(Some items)
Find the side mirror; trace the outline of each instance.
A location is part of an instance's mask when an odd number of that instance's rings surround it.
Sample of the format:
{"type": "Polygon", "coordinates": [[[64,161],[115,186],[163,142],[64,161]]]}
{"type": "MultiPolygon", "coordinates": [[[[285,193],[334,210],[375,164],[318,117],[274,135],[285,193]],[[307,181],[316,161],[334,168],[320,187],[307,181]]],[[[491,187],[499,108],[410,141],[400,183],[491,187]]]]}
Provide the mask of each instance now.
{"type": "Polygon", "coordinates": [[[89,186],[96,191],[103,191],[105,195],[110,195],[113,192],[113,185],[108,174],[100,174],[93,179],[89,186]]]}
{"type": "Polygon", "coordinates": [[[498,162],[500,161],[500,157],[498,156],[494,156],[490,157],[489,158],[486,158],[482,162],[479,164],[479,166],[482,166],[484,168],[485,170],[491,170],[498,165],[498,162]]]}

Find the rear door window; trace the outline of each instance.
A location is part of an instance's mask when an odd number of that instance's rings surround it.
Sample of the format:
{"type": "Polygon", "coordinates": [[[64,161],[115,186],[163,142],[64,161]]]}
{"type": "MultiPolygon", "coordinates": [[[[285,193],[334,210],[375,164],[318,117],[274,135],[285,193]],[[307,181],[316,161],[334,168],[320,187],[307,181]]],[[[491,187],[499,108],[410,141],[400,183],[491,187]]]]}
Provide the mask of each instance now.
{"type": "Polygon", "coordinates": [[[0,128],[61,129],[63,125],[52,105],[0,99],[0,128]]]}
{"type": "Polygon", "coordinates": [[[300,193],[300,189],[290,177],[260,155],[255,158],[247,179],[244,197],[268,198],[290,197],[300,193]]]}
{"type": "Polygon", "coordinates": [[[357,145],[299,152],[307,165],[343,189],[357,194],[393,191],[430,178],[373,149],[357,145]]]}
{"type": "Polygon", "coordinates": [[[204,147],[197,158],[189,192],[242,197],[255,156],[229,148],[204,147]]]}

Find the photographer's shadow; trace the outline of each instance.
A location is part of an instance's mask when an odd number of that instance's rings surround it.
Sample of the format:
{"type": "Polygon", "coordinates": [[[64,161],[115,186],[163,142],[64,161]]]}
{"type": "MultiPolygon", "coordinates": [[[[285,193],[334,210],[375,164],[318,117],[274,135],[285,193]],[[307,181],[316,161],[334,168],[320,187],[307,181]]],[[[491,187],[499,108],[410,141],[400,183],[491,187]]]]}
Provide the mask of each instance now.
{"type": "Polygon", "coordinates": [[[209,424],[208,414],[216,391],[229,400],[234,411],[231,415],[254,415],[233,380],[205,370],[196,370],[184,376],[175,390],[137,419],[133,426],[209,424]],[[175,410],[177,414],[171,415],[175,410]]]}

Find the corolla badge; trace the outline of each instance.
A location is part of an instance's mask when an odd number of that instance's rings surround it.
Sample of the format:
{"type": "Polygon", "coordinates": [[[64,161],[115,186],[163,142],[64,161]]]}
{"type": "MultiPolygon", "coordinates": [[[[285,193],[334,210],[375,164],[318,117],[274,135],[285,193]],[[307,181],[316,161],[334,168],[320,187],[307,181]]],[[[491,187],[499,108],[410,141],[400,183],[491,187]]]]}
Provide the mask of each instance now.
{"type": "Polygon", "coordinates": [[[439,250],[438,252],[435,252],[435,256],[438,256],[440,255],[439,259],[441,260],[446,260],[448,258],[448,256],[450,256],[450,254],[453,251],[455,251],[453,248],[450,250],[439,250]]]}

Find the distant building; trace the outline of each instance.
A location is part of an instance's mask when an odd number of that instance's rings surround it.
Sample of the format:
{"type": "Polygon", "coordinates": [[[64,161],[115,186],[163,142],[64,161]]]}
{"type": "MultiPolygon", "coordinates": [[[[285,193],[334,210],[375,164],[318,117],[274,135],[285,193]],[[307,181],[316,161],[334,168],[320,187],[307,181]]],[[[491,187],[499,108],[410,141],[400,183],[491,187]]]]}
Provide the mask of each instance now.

→ **Work to be completed**:
Please write out every line of the items from the line containing "Find the distant" through the last line of the items, reproducing each one without changes.

→ **Correct result**:
Find the distant building; trace the outline of each instance.
A location is part of an instance's mask when an odd number of that instance's rings surround it.
Sample of the format:
{"type": "Polygon", "coordinates": [[[64,161],[115,186],[163,142],[64,161]]]}
{"type": "MultiPolygon", "coordinates": [[[[285,193],[334,210],[375,164],[318,117],[274,135],[285,193]],[[307,181],[316,161],[334,168],[320,187],[307,181]]],[[[491,187],[499,108],[410,141],[400,183],[491,187]]]]}
Provide the mask of each instance now.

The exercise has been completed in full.